■ **Work to do**
Present all of the material below as a numbered list, one item per line, omitting blank lines and leaving out the pictures.
--- Material ---
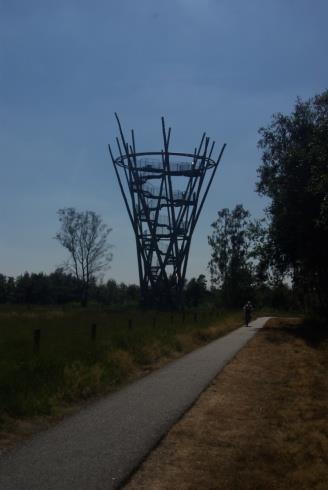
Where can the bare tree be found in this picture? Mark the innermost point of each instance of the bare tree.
(85, 236)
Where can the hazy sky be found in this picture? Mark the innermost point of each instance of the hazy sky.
(221, 66)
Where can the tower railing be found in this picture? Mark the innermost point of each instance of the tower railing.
(163, 216)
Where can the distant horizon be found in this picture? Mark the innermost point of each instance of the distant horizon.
(67, 66)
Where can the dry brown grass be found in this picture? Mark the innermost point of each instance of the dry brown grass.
(261, 425)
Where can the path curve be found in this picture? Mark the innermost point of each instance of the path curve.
(99, 447)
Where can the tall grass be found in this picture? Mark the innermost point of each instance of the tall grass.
(70, 366)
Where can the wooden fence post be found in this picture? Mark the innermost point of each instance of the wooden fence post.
(36, 340)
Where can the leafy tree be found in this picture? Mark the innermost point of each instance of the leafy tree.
(85, 236)
(294, 175)
(234, 242)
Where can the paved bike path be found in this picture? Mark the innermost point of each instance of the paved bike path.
(100, 446)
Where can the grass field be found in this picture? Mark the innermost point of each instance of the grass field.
(262, 424)
(71, 366)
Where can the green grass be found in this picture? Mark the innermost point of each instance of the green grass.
(70, 367)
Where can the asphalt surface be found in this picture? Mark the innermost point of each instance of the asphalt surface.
(99, 447)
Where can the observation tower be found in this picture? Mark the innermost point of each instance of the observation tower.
(164, 192)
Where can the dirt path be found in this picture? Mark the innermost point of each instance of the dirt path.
(261, 425)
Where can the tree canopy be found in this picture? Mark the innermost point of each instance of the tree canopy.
(85, 236)
(294, 175)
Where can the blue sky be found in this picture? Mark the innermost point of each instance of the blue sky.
(207, 65)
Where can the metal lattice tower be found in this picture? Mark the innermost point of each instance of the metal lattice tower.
(164, 192)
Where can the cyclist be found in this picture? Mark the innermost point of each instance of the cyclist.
(248, 308)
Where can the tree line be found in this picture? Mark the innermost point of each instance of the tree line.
(289, 247)
(279, 261)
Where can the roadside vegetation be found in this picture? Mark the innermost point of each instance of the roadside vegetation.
(82, 352)
(261, 424)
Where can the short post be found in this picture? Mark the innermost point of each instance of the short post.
(93, 332)
(36, 340)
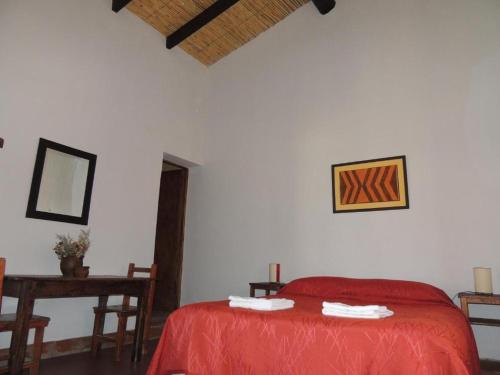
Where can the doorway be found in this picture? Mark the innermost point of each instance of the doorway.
(170, 237)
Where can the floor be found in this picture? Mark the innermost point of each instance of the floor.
(85, 364)
(103, 364)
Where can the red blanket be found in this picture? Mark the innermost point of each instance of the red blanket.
(427, 334)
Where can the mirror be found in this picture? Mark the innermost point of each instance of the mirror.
(62, 184)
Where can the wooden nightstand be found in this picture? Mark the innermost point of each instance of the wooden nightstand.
(267, 286)
(467, 298)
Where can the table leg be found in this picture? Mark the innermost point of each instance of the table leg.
(19, 338)
(99, 320)
(465, 307)
(142, 303)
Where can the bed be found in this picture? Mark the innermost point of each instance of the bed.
(428, 334)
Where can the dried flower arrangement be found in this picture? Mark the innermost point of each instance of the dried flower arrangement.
(67, 246)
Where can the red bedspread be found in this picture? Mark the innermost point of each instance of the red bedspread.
(426, 335)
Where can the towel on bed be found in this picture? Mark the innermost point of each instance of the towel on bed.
(261, 304)
(362, 312)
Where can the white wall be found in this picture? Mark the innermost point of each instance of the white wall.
(372, 79)
(76, 73)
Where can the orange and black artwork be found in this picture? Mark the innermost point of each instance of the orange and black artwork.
(378, 184)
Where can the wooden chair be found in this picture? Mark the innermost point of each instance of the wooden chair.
(124, 311)
(38, 323)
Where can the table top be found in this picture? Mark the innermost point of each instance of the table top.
(473, 294)
(67, 279)
(266, 283)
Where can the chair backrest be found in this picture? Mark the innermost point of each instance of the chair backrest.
(152, 271)
(2, 274)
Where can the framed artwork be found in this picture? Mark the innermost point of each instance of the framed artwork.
(369, 185)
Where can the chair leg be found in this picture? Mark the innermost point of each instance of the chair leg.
(98, 330)
(120, 336)
(37, 351)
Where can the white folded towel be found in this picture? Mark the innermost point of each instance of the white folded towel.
(362, 312)
(261, 304)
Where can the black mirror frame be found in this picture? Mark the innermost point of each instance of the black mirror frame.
(32, 212)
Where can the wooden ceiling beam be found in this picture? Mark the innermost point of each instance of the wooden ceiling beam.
(202, 19)
(119, 5)
(324, 6)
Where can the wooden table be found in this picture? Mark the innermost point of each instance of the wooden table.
(267, 286)
(28, 288)
(467, 298)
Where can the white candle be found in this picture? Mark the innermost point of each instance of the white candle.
(274, 272)
(482, 280)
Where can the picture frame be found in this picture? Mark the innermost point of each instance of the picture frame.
(61, 187)
(370, 185)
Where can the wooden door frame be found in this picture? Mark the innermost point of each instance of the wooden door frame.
(182, 217)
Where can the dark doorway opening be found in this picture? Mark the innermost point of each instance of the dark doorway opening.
(170, 238)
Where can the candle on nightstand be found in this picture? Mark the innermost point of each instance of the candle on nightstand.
(482, 280)
(274, 272)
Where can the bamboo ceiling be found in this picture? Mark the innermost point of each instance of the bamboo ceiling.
(232, 29)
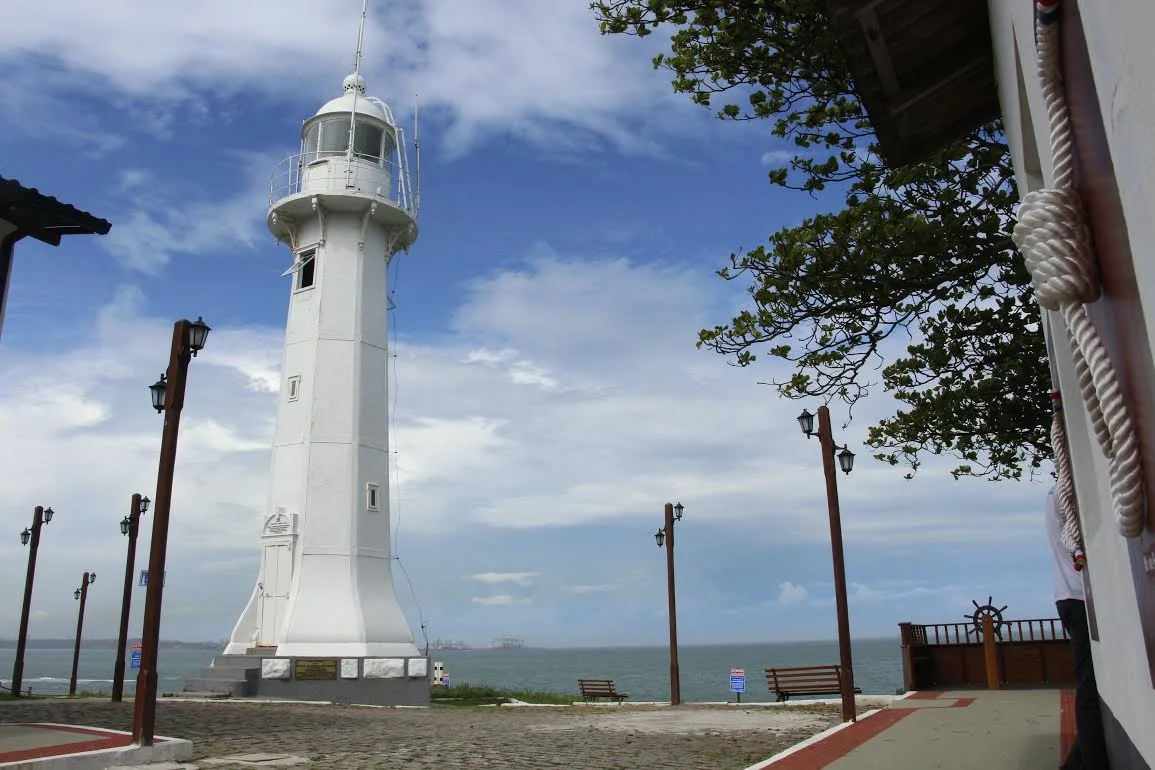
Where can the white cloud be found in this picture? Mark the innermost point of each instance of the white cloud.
(643, 418)
(791, 593)
(164, 217)
(537, 69)
(516, 578)
(500, 600)
(585, 590)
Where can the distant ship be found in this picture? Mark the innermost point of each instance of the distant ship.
(447, 644)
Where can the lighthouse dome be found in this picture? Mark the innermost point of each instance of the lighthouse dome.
(355, 98)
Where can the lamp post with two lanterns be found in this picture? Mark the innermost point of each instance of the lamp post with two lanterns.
(664, 536)
(188, 338)
(846, 460)
(129, 525)
(81, 596)
(31, 538)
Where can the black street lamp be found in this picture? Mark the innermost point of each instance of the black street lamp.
(188, 338)
(81, 595)
(664, 537)
(129, 525)
(846, 460)
(31, 538)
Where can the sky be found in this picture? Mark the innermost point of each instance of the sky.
(548, 394)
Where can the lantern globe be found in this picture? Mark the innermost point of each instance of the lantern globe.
(198, 335)
(847, 460)
(806, 423)
(158, 389)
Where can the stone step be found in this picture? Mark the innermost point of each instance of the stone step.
(235, 687)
---
■ **Expected output**
1. Where can the bare tree be found in this picture? Mark the innermost point of each instance of the bare tree.
2. (85, 236)
3. Where can the hazy sky be found in this picture? Mark the innermost point of each instance of the hazy sky.
4. (221, 66)
5. Where can the tower railing be found in this picture? Mark the innermost point of each instance of the tower railing.
6. (163, 216)
7. Where can the distant horizon be found in this picture? Mark the innermost point of each instance of the distant horizon.
8. (67, 66)
9. Where can the dry brown grass be found in this picture? Mark the innermost point of each instance of the dry brown grass.
10. (261, 425)
11. Where can the path curve be found in this picture? Mark the innermost point of each instance of the path curve.
12. (99, 447)
13. Where can the tall grass be found in this picture? Mark the innermost point of each instance of the tall grass.
14. (70, 366)
15. Where can the wooden fence post be found in this picture? Mark the innermost point of each instance of the wooden fence post.
16. (36, 340)
17. Where can the leafy tree be found in this picture? Mark the innermost point of each instance of the leafy tree.
18. (85, 236)
19. (294, 175)
20. (234, 242)
21. Where can the paved bike path be found in this picture? Mark the innermost point of each instance of the paved bike path.
22. (100, 446)
23. Where can the grass field be found in this picture? Mark the innermost point of each instance of the grass field.
24. (262, 424)
25. (71, 366)
26. Where can the green grass be found in this picture? Mark the innermost point of each instance of the green grass.
27. (70, 367)
28. Where can the asphalt surface be found in this picture? Mark the innermost point of each instance of the asphalt surface.
29. (99, 447)
30. Where can the observation tower be found in this picture? Mark the innermost point of each instance of the observation tower.
31. (164, 192)
32. Where can the dirt path be found in this picture? Mark the innermost point of each instance of the dirt path.
33. (261, 425)
34. Where can the tree canopy be found in this picture? Mark the innermost point of each instance of the tree canopy.
35. (85, 236)
36. (294, 175)
37. Where can the blue sky be found in this picture? Mark the innermost point of each instance of the blue sky.
38. (207, 65)
39. Where can the metal lattice tower be found in this picture? Mark the innermost point of each instance of the metal lattice tower.
40. (164, 192)
41. Where can the cyclist be found in this picture? Mark the innermost point of each instance of the cyclist.
42. (248, 308)
43. Where can the tree line be found in this picture? Mark the innermost point of each instance of the tree line.
44. (289, 247)
45. (279, 261)
46. Where can the roadside vegetation be found in this picture? Mark the innermost point of each instance of the roadside vegetation.
47. (82, 352)
48. (261, 424)
49. Where can the short post be found in this picture? Mark the innermost point of each instance of the short post.
50. (93, 332)
51. (36, 340)
52. Where can the doorway be found in this picture? Mark the innermost point of each instance of the doorway.
53. (170, 237)
54. Where can the floor be found in this picture? Mark the innermost point of each instance of the floor.
55. (85, 364)
56. (103, 364)
57. Where can the red blanket be found in this picture? Mark the innermost point of each instance of the red blanket.
58. (427, 334)
59. Where can the mirror be found in this picture? Mark the innermost point of each instance of the mirror.
60. (62, 184)
61. Where can the wooden nightstand be found in this picture? Mark the innermost point of each instance of the wooden nightstand.
62. (267, 286)
63. (467, 298)
64. Where can the table leg be found in this picture? Mark the innermost point of each instance of the table leg.
65. (19, 338)
66. (99, 320)
67. (465, 307)
68. (142, 303)
69. Where can the bed be found in this picture? Mark the innermost point of each instance of the bed.
70. (428, 334)
71. Where can the dried flower arrangement be found in this picture? Mark the innermost point of each instance of the dried flower arrangement.
72. (67, 246)
73. Where can the red bedspread be found in this picture? Mark the innermost point of each instance of the red bedspread.
74. (426, 335)
75. Where can the towel on bed be found in this picture? Mark the innermost point of each instance of the towel on bed.
76. (261, 304)
77. (362, 312)
78. Where can the white wall be found in this picture? Mark the innermost point of each instance of the white wall.
79. (372, 79)
80. (76, 73)
81. Where can the orange and black artwork be found in this picture? Mark the innermost point of each instance of the orange and black artwork.
82. (378, 184)
83. Where can the wooden chair be found in this picture? Mark the innermost point of each instance of the wooden chair.
84. (124, 311)
85. (38, 323)
86. Where can the table top be found in this picture? Mark the innermost point of each instance of the table top.
87. (473, 294)
88. (67, 279)
89. (266, 283)
90. Where can the chair backrest be found in this picture? Mark the innermost point of each instance of the chair backrest.
91. (152, 271)
92. (2, 274)
93. Where can the framed artwork be found in this picture? Mark the innermost point of each instance of the framed artwork.
94. (369, 185)
95. Where can the chair leg be found in this picture? Mark the innermost point of each instance of the chair leg.
96. (98, 330)
97. (120, 336)
98. (37, 351)
99. Where can the white folded towel be found in this picture? Mark the innermost point of each instance of the white folded towel.
100. (362, 312)
101. (261, 304)
102. Where can the black mirror frame be found in this picture? Mark the innermost point of each instance of the black mirror frame.
103. (32, 212)
104. Where can the wooden ceiling beam be found in this picture? Mark the innermost point of each instance of the wooden ceiling beam.
105. (202, 19)
106. (119, 5)
107. (324, 6)
108. Where can the wooden table be found in this picture? Mark the innermost point of each instance of the wooden table.
109. (267, 286)
110. (28, 288)
111. (467, 298)
112. Where can the white candle be found in this picture? Mark the innermost point of each instance of the white candle.
113. (274, 272)
114. (482, 280)
115. Where can the picture frame be found in this picture? Mark the innermost point of each instance of the picture frame.
116. (61, 187)
117. (370, 185)
118. Where can the wooden door frame be found in this picture? Mark the innermost point of each instance of the wooden door frame.
119. (182, 217)
120. Where can the dark doorway opening be found in this picture? Mark the innermost point of each instance of the dark doorway opening.
121. (170, 238)
122. Where can the candle on nightstand be found in this picture? Mark the innermost point of each instance of the candle on nightstand.
123. (482, 280)
124. (274, 272)
125. Where can the bamboo ceiling be found in this picture? Mark the innermost point of each instance of the bamboo ceiling.
126. (232, 29)
127. Where can the white cloud be found in this picture? Mark the innermost point of each instance of the white cloud.
128. (643, 418)
129. (791, 593)
130. (164, 217)
131. (537, 69)
132. (516, 578)
133. (500, 600)
134. (585, 590)
135. Where can the distant ship be found in this picture? Mark the innermost point of each instance of the distant ship.
136. (447, 644)
137. Where can the lighthouse dome be found in this picture? Mark the innermost point of each instance of the lighthouse dome.
138. (355, 98)
139. Where can the lamp post with two lanterns be found in this picture? Mark the innermost point of each instance of the lamp post with two lanterns.
140. (664, 536)
141. (188, 338)
142. (846, 460)
143. (129, 525)
144. (81, 596)
145. (31, 538)
146. Where can the black street lamp be found in this picture? Mark the innermost point of each instance of the black street lamp.
147. (188, 338)
148. (81, 595)
149. (664, 537)
150. (129, 525)
151. (846, 460)
152. (31, 538)
153. Where can the sky be found in this picture? Mark the innermost point of each instance of the sky.
154. (548, 394)
155. Where can the lantern globe be found in this picture? Mark the innermost point of each instance of the lantern globe.
156. (198, 335)
157. (847, 460)
158. (806, 423)
159. (158, 389)
160. Where can the stone step be found in this picture? Mark the innermost point of each instance of the stone step.
161. (235, 687)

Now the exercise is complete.